**Activity:**
In your copy, include every entry exactly as written but no pictures.

**Provided records:**
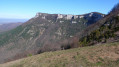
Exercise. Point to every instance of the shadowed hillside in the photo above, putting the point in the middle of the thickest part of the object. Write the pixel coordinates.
(104, 55)
(44, 32)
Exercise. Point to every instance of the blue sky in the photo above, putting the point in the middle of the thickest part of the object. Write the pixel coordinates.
(23, 9)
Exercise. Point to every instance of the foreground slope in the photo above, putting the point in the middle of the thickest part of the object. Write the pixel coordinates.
(104, 55)
(44, 32)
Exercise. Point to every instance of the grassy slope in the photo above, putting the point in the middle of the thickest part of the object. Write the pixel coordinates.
(94, 56)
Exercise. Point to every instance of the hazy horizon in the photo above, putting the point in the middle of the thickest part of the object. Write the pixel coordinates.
(26, 9)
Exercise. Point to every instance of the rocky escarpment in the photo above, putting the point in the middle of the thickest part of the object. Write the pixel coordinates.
(44, 32)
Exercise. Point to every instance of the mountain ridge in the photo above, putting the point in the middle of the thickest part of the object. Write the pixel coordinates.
(42, 34)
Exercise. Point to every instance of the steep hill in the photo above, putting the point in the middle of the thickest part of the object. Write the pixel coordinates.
(105, 30)
(44, 32)
(8, 26)
(104, 55)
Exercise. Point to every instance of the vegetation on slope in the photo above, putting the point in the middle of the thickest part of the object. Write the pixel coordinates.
(105, 32)
(106, 55)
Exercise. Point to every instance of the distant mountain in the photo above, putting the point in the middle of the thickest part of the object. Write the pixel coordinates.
(44, 32)
(7, 20)
(8, 26)
(105, 30)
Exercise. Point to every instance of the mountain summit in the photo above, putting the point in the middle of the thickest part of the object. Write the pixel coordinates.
(44, 32)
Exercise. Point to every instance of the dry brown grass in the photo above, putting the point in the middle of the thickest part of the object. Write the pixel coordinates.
(105, 55)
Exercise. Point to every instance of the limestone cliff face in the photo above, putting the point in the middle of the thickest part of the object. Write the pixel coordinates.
(47, 32)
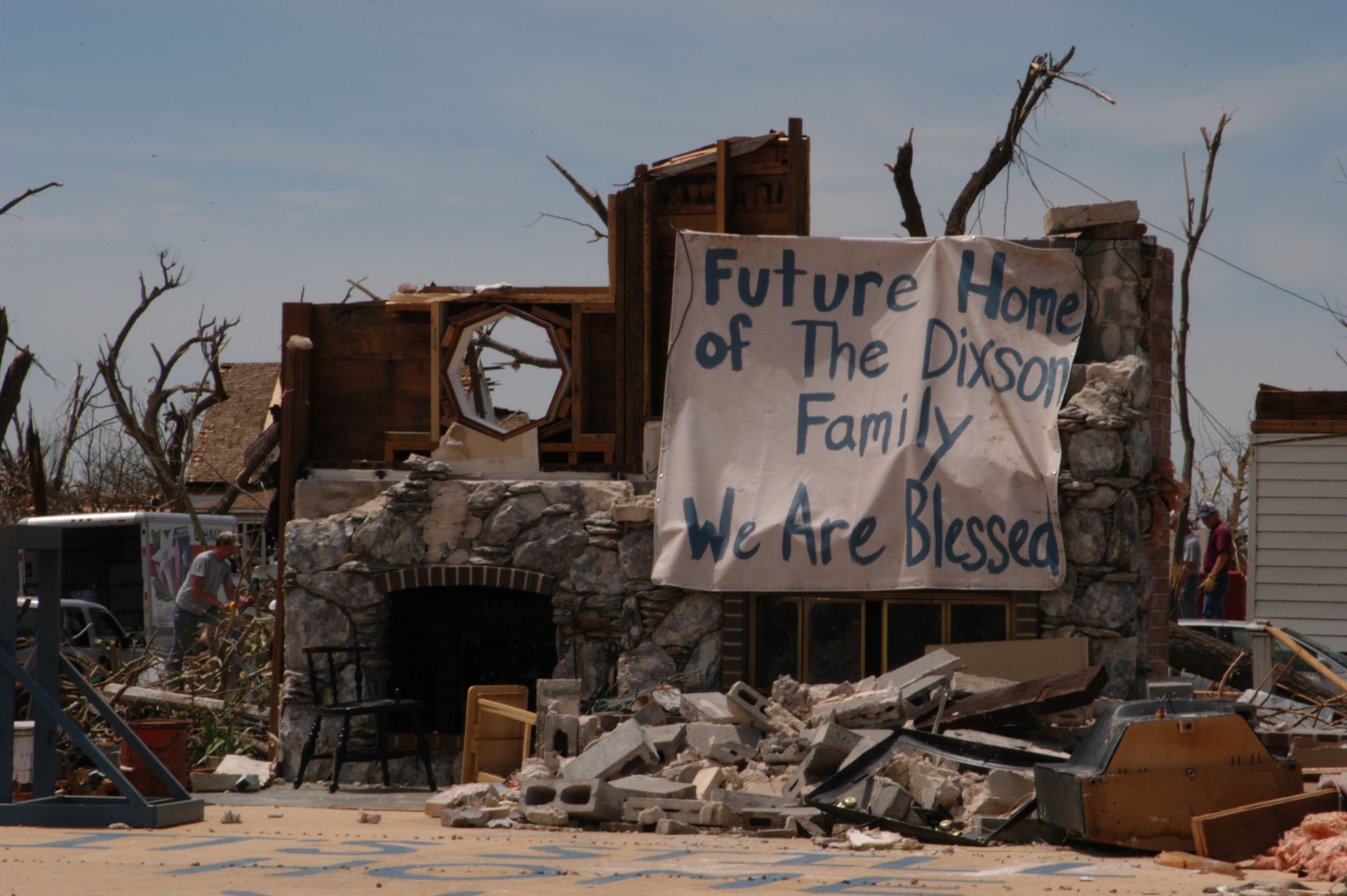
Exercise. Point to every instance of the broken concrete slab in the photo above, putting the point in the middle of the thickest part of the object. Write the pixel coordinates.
(685, 810)
(707, 707)
(707, 782)
(941, 663)
(667, 740)
(654, 787)
(620, 752)
(699, 736)
(559, 695)
(1070, 219)
(760, 711)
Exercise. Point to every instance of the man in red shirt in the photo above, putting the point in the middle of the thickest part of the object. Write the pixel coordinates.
(1215, 562)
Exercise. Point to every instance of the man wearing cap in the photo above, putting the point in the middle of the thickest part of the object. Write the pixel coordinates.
(1190, 575)
(199, 599)
(1215, 562)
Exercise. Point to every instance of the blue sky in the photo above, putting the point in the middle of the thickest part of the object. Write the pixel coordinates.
(278, 147)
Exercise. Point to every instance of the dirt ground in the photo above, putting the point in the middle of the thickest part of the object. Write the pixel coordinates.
(306, 850)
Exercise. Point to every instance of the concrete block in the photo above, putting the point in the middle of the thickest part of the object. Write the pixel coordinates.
(707, 782)
(834, 736)
(460, 795)
(620, 752)
(707, 707)
(589, 730)
(718, 815)
(1160, 688)
(559, 735)
(760, 711)
(654, 787)
(1068, 219)
(469, 817)
(651, 714)
(888, 799)
(730, 752)
(942, 663)
(740, 801)
(667, 740)
(591, 801)
(699, 735)
(549, 815)
(685, 810)
(559, 695)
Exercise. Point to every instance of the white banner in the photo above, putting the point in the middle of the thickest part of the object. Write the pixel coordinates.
(864, 414)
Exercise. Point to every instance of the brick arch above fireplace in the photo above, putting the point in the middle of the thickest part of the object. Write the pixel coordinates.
(443, 575)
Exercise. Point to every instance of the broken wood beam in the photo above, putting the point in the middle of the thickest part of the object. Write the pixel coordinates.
(1235, 834)
(1023, 704)
(1191, 651)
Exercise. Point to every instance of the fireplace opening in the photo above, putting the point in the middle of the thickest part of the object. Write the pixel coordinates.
(443, 641)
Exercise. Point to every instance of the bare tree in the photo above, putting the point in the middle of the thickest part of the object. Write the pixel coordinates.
(1194, 227)
(1039, 79)
(163, 421)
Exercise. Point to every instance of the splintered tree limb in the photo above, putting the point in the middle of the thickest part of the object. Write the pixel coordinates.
(590, 197)
(902, 170)
(1039, 79)
(523, 357)
(26, 194)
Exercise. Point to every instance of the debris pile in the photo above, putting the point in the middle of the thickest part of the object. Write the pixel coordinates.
(1315, 849)
(768, 765)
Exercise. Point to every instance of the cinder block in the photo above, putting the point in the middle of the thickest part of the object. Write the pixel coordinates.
(730, 752)
(707, 782)
(740, 801)
(685, 810)
(1068, 219)
(559, 695)
(707, 707)
(591, 801)
(888, 799)
(549, 815)
(718, 815)
(699, 736)
(620, 752)
(667, 740)
(559, 735)
(760, 711)
(654, 787)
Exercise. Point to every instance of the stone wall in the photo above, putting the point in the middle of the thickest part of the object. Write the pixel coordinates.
(1109, 441)
(615, 631)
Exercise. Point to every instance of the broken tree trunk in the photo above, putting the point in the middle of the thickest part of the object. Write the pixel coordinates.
(1199, 654)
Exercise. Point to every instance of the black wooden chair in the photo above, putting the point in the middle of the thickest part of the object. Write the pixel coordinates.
(347, 710)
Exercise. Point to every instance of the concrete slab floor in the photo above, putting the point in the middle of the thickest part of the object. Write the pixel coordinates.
(285, 849)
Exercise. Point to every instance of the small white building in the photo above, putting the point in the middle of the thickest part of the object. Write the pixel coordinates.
(1297, 514)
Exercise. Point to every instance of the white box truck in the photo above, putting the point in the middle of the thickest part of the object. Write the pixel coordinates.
(133, 563)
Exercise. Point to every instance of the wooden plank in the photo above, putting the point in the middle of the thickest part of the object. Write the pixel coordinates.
(1301, 506)
(798, 189)
(1301, 488)
(1026, 702)
(723, 186)
(1313, 472)
(1301, 541)
(1242, 833)
(437, 323)
(1021, 660)
(1198, 864)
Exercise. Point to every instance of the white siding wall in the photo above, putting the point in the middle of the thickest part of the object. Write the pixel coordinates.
(1297, 534)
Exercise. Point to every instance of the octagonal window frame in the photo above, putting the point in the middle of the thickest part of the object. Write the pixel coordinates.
(457, 328)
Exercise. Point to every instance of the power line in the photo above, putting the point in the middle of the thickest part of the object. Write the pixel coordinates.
(1207, 253)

**Written solution:**
Exercise. Point to every instance of the shadowed hillside in the photo above, putting the point in the middle of the thickest part of the object. Write the pixel coordinates.
(104, 55)
(44, 32)
Exercise. Point to every instance of the blue sky in the photo above, putting the point in the middle of the thickest part of the object. Write the pixel coordinates.
(23, 9)
Exercise. Point to every instance of the foreground slope in the photo above, putting the point in the middle of the thickest part of the object. Write the pixel coordinates.
(104, 55)
(44, 32)
Exercise. Point to every instance of the grassy slope in the photo above, putting the point in the middle of the thickest part of the object. Write the pixel coordinates.
(94, 56)
Exercise. Point to every instance of the hazy horizon in the photo above, putting the point in the middle of the thickest part of the object. Write the pixel coordinates.
(26, 9)
Exercise. Point to every instance of the rocky escarpment in the photo above, putting the point in the middle of the thickest part of the object. Write the pixel coordinates.
(44, 32)
Exercise. Point to every instance of the mountain ridge in the photo above, putting the point in the middle of the thickest part of the object. Write the pixel coordinates.
(42, 34)
Exercise. Point to every instance of the steep hill in the photo above, putting the point in the middle of the thickest part of the object. Write the pixel coordinates.
(105, 30)
(44, 32)
(8, 26)
(104, 55)
Exercise. Point to every instance of the vegetation on slope in the photo above, putting the point in the middle of the thickest part of the object. Write the pixel coordinates.
(105, 32)
(106, 55)
Exercise. Point to every instance of the distant mountain in the photo above, putting the point in the middle of the thickest part of the object. Write the pixel coordinates.
(44, 32)
(7, 20)
(8, 26)
(105, 30)
Exercise. Point to every instance of the mountain summit in the photo above, putting the point in the middle of the thickest part of the object. Write the pixel coordinates.
(44, 32)
Exercise. Point to every instance of the dry brown grass in the photo above, putting the point in the middle of the thickest part of the object. Write the pixel coordinates.
(105, 55)
Exercise. Point to every instance of the limestone cliff face in the photo above, putting the point in the middle of the thickest part of the object. Write the pixel coordinates.
(47, 32)
Exercise. Point to every instance of the broken concrete slab in the photo above, putting the point in the middle of the thickest part of the object. Write the pixel coordinates.
(685, 810)
(707, 707)
(707, 782)
(941, 663)
(667, 740)
(654, 787)
(620, 752)
(699, 736)
(559, 695)
(1070, 219)
(760, 711)
Exercise. Point to every instance of the man in red shirt in the photo above, putting the point in the middle of the thickest part of the object. Write the pixel coordinates.
(1215, 562)
Exercise. Point to every instance of the man wearing cap in the photo above, putting the point in the middle of the thickest part of the object. Write the pixel coordinates.
(1190, 575)
(199, 599)
(1215, 562)
Exercise. Point to every instance of the blue sky in the photo above, putting the point in the middle of the thickest part of the object. Write the pixel coordinates.
(278, 147)
Exercise. Point to every instance of the dirt ground in the photo above, putting the point in the middle of the thickest part of the object. Write the pixel coordinates.
(306, 850)
Exercise. Point to every instance of the concrete block in the photo above, putting the point in the middle of the thickest part of the object. Write the pixel coordinates.
(707, 782)
(834, 736)
(460, 795)
(620, 752)
(707, 707)
(589, 730)
(718, 815)
(1160, 688)
(559, 735)
(760, 711)
(654, 787)
(1068, 219)
(469, 817)
(651, 714)
(888, 799)
(730, 752)
(942, 663)
(740, 801)
(667, 740)
(591, 801)
(699, 735)
(549, 815)
(685, 810)
(559, 695)
Exercise. Point to every instance of the white banner in the photo above, putting the point in the middle of the thickest part of the object. Write the pixel coordinates.
(864, 414)
Exercise. Point to every instance of the brick arch above fireplace in the photo above, putting the point in the middle of the thickest part of the object. Write the pixel coordinates.
(443, 575)
Exercise. Point to every instance of the broken wood beam in the photo above, putting the point in the middle of the thickest part of the object. Write the pixel coordinates.
(1235, 834)
(1023, 704)
(1191, 651)
Exercise. Point to every instance of the fireplace opening in the photo above, putting the point in the middle of the thickest part of the object. Write the pixel coordinates.
(443, 641)
Exercise. Point to every instance of the bare tree in the photo above, putting the point in the middle of the thickest part of the object. Write the pixel coordinates.
(1194, 227)
(1039, 79)
(163, 421)
Exercise. Point to every instance of the splintered tree limb in the photo above, putting the point in the middle of the thickest part of the object. Write the pixel coordinates.
(590, 197)
(902, 170)
(1039, 79)
(523, 357)
(26, 194)
Exercise. Point to every instance of the debris pile in the photo above, putting the point in the middle of the thickest part of the object. Write the pixel coordinates.
(1315, 849)
(768, 765)
Exercise. Point to every instance of the cinder block in the photo above, putting the point in the middle of the thickest part of the object. Write the pixel coordinates.
(730, 752)
(707, 782)
(740, 801)
(685, 810)
(1068, 219)
(559, 695)
(707, 707)
(591, 801)
(888, 799)
(549, 815)
(718, 815)
(699, 736)
(620, 752)
(667, 740)
(559, 735)
(760, 711)
(654, 787)
Exercise. Point to every instance of the stone wall in the photo above, putting the point in the middle of the thickest part of the object. Write the pixel coordinates.
(1109, 441)
(615, 631)
Exercise. Point to every instance of the broken tree trunk in the photo above, putting the point in the middle of the thickest part of the object. Write the pixel coordinates.
(1199, 654)
Exercise. Point to every instance of the black wooden chair in the photo above, putting the point in the middle of the thickest part of the object. Write the pixel coordinates.
(347, 710)
Exercise. Point to every instance of the concrete slab floor in the photo above, putting the point in the middle of the thickest part of the object. Write the pixel coordinates.
(285, 849)
Exercise. Point to every instance of the small white building in the photo above, putting the point in the middle of the thickest part of the object. Write the pixel coordinates.
(1297, 514)
Exercise. Point to every instance of the white box truck in the photo above, putting the point in the middle of the thickest part of the object. Write the pixel coordinates.
(133, 563)
Exercise. Point to every instance of the wooden plank in the photo above, putting the point in the middle of the thickest part of the object. Write the pixel coordinates.
(1301, 506)
(798, 189)
(1301, 488)
(1026, 702)
(723, 186)
(1313, 472)
(1301, 541)
(1242, 833)
(437, 323)
(1021, 660)
(1198, 864)
Exercise. Point to every instance of the white siding wall in the photo above, putting the point in the middle of the thickest part of the object. Write the pixel coordinates.
(1297, 534)
Exercise. Point to every instance of the octagonal window frame in the photo above, putting the point in the middle of the thickest part of the object. Write the pixel coordinates.
(457, 328)
Exercise. Point to every instance of the power line in the photo above, putting the point in the middle of the thickest part of the object. Write the pixel coordinates.
(1207, 253)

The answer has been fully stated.